SET TASK —
Reproduce exactly the lines from the line containing "Please tag the blonde" through the end of the records below, including both ends, and nothing else.

* start DATA FOR PROCESSING *

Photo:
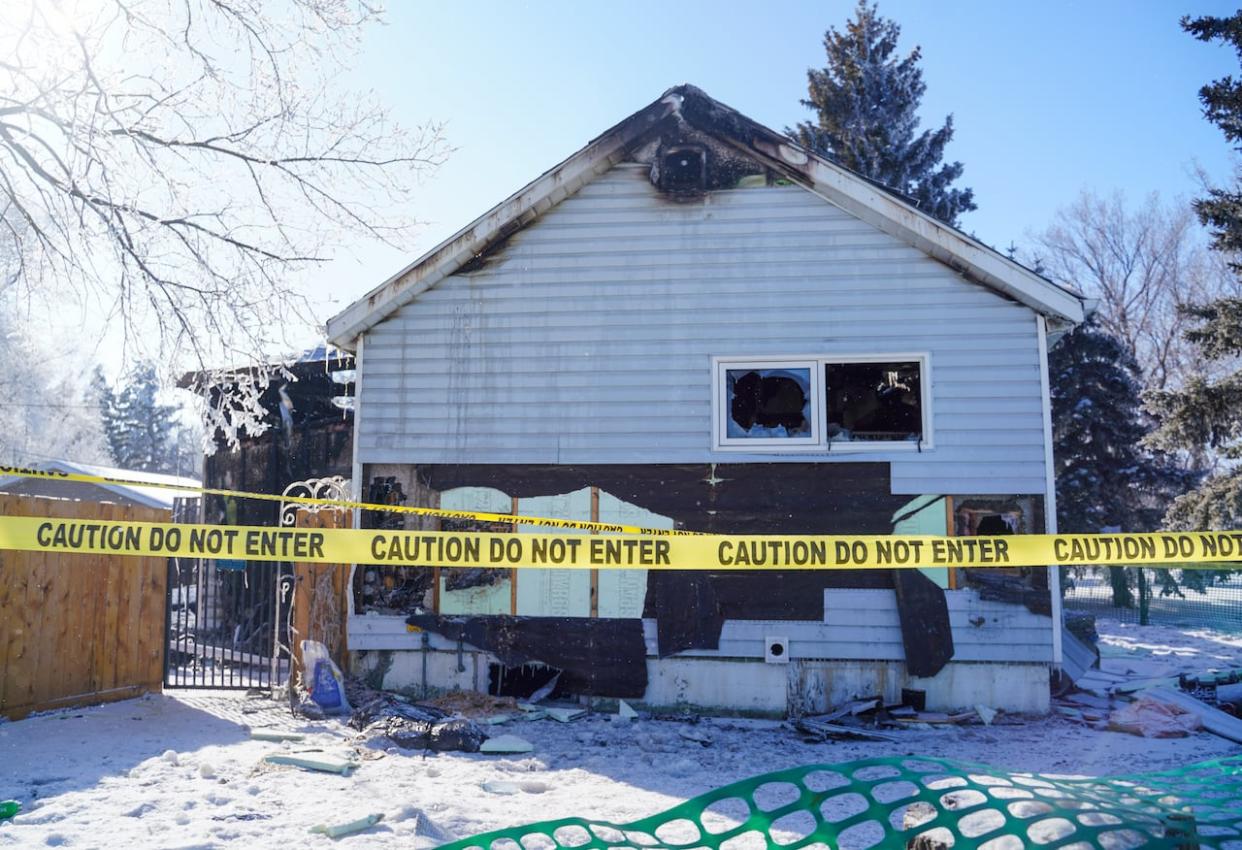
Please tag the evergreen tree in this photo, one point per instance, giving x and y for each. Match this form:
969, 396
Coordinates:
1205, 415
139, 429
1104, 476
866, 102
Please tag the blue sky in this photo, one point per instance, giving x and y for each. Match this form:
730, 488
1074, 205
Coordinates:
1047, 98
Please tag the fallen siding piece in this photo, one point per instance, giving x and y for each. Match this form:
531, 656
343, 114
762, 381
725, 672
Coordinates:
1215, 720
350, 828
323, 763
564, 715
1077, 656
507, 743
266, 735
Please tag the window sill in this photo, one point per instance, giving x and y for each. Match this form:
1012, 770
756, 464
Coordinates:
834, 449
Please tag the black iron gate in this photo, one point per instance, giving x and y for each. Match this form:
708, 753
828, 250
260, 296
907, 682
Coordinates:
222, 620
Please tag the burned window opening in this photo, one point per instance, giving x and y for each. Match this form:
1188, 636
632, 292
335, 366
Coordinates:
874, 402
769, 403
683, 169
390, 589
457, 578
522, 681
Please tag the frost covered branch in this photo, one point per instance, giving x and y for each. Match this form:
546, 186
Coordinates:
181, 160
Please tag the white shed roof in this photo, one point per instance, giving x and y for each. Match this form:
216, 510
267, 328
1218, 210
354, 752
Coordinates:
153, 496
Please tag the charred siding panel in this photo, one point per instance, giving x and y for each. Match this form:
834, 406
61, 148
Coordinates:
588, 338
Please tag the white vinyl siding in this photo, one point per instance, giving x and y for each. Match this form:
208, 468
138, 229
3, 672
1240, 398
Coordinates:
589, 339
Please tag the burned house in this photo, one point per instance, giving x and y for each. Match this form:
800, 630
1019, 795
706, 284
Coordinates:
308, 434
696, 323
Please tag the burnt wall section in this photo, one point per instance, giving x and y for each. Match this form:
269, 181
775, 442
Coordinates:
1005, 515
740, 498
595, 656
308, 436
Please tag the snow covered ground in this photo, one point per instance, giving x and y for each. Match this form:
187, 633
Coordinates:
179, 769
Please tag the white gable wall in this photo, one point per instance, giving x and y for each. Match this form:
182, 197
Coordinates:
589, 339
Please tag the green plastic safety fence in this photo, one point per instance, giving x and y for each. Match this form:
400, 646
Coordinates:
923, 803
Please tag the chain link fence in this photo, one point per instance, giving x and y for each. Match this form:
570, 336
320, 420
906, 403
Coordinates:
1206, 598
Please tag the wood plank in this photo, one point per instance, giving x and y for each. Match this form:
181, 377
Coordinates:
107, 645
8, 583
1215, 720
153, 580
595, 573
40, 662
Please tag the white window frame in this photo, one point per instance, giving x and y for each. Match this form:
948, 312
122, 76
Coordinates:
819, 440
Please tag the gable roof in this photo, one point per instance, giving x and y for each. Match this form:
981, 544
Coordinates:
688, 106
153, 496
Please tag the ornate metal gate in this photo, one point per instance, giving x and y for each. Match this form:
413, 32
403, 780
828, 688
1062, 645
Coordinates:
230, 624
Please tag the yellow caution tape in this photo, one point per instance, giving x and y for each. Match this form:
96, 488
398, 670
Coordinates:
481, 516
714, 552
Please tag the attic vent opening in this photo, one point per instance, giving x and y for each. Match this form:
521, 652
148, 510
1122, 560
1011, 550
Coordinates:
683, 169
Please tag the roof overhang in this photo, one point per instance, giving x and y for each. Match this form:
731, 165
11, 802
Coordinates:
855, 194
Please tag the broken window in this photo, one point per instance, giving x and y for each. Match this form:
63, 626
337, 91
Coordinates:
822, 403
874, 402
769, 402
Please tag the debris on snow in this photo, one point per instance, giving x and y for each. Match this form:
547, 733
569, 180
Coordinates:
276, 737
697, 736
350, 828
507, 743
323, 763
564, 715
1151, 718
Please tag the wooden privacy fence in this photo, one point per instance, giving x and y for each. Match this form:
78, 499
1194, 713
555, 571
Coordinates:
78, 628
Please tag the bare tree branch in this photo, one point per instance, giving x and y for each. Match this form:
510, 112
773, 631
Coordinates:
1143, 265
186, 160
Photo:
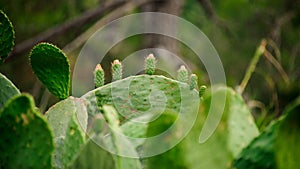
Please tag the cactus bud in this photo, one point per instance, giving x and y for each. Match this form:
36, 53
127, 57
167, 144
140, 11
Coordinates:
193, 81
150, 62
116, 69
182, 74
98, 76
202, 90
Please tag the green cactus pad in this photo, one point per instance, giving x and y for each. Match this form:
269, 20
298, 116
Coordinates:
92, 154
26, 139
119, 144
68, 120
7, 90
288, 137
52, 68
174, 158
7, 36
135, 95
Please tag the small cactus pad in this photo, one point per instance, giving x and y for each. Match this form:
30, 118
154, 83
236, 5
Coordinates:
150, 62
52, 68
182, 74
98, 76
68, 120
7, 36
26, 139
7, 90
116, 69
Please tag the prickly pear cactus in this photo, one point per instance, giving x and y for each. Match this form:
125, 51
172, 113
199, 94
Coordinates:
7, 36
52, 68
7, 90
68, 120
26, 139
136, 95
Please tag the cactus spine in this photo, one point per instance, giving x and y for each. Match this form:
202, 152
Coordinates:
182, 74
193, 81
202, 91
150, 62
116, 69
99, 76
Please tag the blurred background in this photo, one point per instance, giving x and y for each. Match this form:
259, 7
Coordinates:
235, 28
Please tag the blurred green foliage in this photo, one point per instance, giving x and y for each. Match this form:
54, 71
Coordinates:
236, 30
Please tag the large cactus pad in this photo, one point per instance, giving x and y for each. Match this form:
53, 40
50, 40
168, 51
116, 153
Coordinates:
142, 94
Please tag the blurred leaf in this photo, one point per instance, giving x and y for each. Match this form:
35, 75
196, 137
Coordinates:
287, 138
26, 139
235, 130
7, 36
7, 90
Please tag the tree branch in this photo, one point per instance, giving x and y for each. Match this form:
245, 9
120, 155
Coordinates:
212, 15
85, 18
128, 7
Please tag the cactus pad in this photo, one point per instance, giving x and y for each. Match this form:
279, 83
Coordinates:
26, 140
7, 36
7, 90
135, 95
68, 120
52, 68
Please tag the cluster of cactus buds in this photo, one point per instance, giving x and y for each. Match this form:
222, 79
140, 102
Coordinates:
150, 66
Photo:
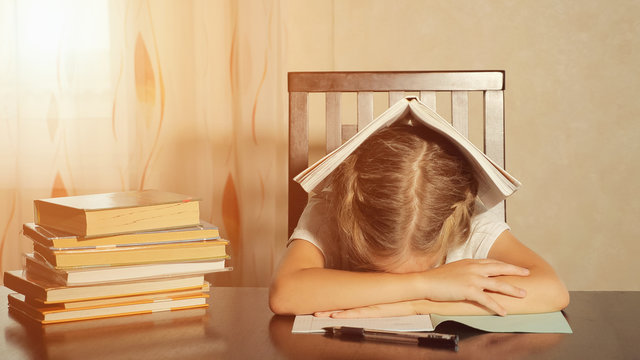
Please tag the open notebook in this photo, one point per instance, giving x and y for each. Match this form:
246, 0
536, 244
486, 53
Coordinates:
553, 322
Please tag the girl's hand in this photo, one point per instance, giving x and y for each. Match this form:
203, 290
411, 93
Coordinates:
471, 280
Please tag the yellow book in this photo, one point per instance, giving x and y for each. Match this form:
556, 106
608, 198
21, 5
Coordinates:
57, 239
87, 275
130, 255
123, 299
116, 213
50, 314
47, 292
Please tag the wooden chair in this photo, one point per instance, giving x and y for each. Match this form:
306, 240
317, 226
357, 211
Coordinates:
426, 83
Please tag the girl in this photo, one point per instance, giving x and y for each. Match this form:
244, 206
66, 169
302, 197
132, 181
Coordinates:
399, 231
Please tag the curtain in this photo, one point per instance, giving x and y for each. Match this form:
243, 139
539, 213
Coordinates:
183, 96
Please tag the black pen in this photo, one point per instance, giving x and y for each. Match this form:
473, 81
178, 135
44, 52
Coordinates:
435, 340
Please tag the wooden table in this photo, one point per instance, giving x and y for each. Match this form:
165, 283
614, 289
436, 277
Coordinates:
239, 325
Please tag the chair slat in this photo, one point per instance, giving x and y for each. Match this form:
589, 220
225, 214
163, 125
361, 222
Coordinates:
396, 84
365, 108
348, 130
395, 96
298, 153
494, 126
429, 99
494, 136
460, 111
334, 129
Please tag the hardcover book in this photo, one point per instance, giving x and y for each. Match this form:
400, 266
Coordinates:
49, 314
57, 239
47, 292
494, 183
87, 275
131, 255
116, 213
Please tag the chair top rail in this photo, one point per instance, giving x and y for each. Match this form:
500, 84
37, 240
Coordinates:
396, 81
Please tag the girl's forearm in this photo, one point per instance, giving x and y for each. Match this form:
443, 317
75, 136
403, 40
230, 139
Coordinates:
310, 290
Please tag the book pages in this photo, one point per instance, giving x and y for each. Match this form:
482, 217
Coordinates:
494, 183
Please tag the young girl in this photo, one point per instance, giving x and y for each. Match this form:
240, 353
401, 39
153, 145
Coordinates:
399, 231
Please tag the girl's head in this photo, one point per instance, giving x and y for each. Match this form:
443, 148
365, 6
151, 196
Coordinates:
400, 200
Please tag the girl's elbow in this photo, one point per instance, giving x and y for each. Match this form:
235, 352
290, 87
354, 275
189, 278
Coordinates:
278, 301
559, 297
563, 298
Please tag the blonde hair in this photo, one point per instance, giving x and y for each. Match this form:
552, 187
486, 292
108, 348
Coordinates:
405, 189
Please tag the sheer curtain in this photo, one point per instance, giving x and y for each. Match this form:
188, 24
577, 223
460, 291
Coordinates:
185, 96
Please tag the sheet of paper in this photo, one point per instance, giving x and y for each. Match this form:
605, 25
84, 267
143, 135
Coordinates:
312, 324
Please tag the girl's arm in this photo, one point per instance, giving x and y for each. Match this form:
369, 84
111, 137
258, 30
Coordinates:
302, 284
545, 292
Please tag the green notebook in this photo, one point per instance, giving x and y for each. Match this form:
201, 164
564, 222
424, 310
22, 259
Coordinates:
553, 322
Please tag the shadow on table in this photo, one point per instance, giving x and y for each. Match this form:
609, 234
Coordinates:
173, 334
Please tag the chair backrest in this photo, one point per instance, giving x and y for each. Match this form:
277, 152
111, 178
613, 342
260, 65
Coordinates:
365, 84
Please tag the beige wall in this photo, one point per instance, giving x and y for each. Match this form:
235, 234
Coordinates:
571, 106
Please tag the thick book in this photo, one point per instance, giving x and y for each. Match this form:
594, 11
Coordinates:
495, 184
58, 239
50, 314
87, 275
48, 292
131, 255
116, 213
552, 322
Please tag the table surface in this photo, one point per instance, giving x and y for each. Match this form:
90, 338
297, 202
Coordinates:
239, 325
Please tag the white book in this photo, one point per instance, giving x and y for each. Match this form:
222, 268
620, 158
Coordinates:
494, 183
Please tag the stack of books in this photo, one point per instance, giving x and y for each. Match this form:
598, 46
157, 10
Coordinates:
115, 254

* end DATA FOR PROCESSING *

EXERCISE OUTPUT —
Please tag the blonde hair in this photo, one point per instance, giving x and y for each. Match this form:
552, 187
486, 292
108, 348
Coordinates:
405, 189
Please tag the sheer curtain in this photo, one point per instance, giving x and y for each. Match this form:
188, 24
577, 223
460, 291
Coordinates:
185, 96
Please tag the sheet of paper in this photo, one point per instance, giving x and y for each. Match this form:
605, 25
84, 267
143, 135
Coordinates:
312, 324
Please tag the girl's arm in this photo, one point per instance, giving x and y for each. Match this form:
369, 84
111, 137
258, 30
Coordinates:
302, 284
545, 292
Please tag the green notebook in this photo, one point per instance, giving x and y for each. Match this form:
201, 164
564, 222
424, 310
22, 259
Coordinates:
553, 322
Please tag the shadow on table in this photo, one point per instance, giving x and y for each. Match this form:
609, 234
Coordinates:
173, 334
Please tag the chair backrest in this photo, one point per instance, giving x and y for each. Match this form:
277, 152
111, 178
613, 342
260, 65
Coordinates:
365, 84
Please tag the beige wall in this photo, one point per instance, giving x and y for each. Match this form:
235, 234
Coordinates:
571, 106
Please tag the thick book in this photo, one point per instance, giving x and y for each. Match this form:
594, 11
Coordinates:
495, 184
58, 239
50, 314
87, 275
48, 292
131, 255
116, 213
552, 322
Please tag the table surface in this photo, one point per instance, giving x and y for each. Match this form:
90, 338
297, 202
Coordinates:
239, 325
Please tag the white book in this photo, one point per instance, giving x and y for each. Match this form:
222, 268
620, 158
Coordinates:
494, 183
Please tag the stack of books in this photo, one point per instance, giving x and y for each. Match this form:
598, 46
157, 10
Coordinates:
115, 254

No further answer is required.